▶ _What the task asks_:
Among the items below, write the lines between the one holding "In this exercise you will find the wooden" and the one holding "In this exercise you will find the red", inclusive, as a JSON list of strings with one string per line. Skip blank lines and leave out the pictures.

####

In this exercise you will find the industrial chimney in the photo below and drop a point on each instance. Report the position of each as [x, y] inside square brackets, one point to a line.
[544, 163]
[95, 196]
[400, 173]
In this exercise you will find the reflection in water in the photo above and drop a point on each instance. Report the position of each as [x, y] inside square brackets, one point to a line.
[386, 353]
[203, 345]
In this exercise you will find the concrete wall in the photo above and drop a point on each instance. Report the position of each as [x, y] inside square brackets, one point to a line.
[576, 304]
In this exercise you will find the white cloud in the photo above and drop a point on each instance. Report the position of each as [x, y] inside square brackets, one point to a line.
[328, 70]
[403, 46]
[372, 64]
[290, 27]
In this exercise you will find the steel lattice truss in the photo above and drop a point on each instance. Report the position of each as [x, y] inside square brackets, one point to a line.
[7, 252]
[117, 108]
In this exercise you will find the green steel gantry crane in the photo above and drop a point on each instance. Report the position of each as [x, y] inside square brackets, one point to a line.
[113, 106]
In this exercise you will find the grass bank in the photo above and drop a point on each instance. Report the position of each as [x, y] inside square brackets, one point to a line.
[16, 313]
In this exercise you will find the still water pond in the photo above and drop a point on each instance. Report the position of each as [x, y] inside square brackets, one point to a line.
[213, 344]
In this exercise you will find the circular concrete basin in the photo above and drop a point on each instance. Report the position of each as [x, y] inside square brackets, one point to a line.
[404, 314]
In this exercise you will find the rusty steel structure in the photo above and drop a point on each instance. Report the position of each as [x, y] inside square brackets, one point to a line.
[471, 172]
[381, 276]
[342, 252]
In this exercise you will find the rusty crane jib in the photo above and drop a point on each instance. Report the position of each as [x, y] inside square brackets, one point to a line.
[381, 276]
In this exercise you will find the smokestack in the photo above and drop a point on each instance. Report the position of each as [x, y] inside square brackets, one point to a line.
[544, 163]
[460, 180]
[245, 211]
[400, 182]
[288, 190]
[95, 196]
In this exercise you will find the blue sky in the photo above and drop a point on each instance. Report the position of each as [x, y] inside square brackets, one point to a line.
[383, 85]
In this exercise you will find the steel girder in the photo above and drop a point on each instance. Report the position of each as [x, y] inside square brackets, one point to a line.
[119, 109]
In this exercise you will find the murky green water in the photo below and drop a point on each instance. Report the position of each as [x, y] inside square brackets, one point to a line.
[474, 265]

####

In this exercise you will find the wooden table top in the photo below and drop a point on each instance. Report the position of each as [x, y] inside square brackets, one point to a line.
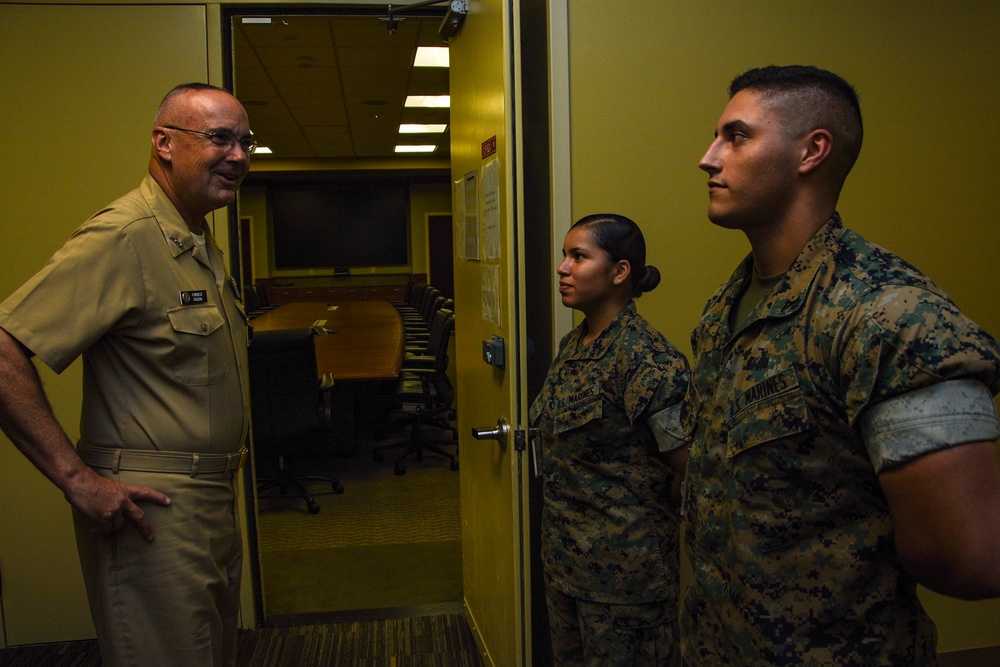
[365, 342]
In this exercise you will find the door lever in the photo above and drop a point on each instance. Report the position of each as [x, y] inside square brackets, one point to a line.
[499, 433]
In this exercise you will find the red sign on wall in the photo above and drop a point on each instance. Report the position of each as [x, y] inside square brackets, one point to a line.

####

▶ _Expected answer_:
[
  "In this exercise you will find the wooden table top in the photo below and drop a point on each instance. Report the position of each as [x, y] inside square brackets, one point to a line.",
  "[365, 342]",
  "In this exercise you will find the door lever in the photo above and drop a point on each instance. Report the position of each as [x, y] inside square brackets, one point to a line.",
  "[499, 433]",
  "In this exercise you will find the red sign on wall in the photo above and drop a point on each instance. Report the position of each as [x, y] inside square brackets, one point to a line."
]